### Work to be completed
Which lines of the records contain the word "black"? Return each of them as it appears.

### Supplied material
-------------------------
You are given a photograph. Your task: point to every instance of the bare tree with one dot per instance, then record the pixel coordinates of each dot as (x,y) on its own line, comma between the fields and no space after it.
-------------------------
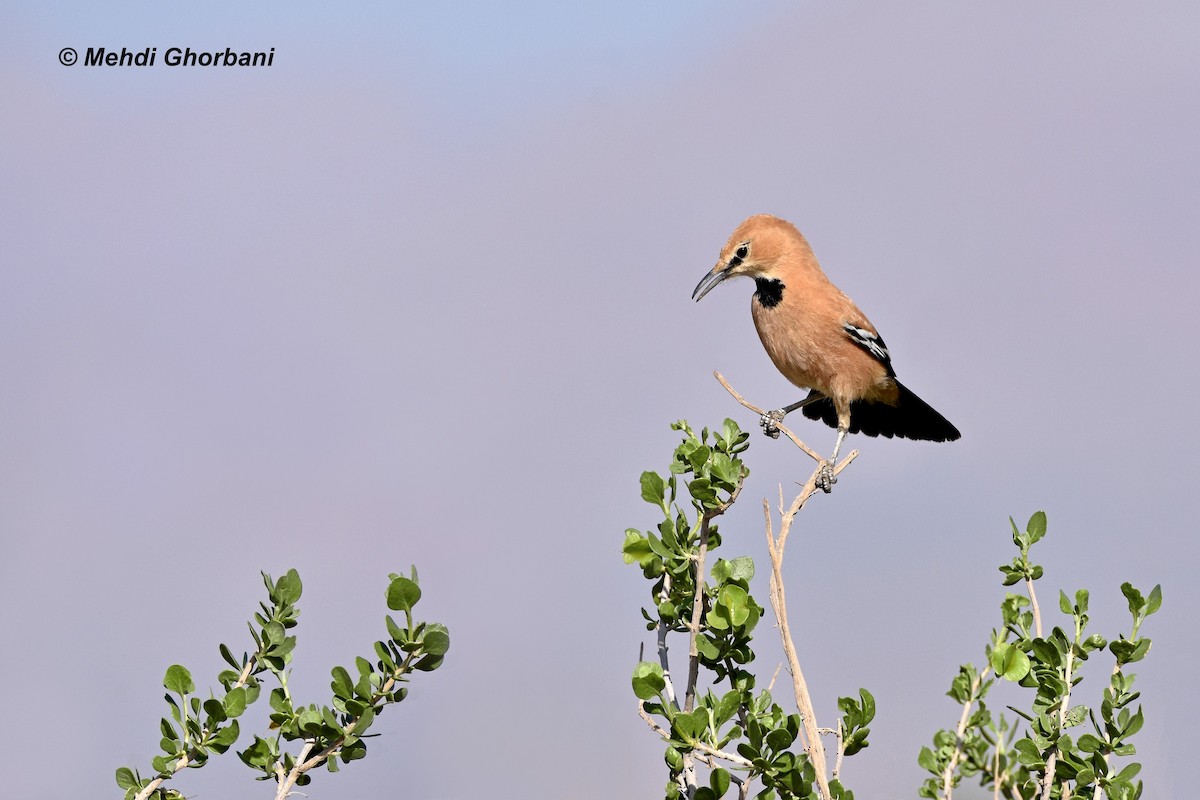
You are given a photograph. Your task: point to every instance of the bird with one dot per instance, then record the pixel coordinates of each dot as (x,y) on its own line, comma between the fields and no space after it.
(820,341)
-------------------------
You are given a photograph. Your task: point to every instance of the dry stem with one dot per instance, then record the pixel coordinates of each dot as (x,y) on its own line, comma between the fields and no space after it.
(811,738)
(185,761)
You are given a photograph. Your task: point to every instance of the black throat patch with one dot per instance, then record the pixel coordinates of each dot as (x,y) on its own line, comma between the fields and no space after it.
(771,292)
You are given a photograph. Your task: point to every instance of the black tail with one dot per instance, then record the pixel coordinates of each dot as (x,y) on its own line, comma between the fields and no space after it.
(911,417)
-------------------------
### Correct response
You are given a photograph. Your task: point to every instance of the black throat patch with one dot per instance, then record the pixel coordinates of each dot as (x,y) on its own line, comma between the fields and no space after it.
You are given a photograph. Your task: point to every instance of the black tail with one dot per instance, then record the pixel coordinates of each dot as (x,y) on its own line, comma between the fields and no space after it.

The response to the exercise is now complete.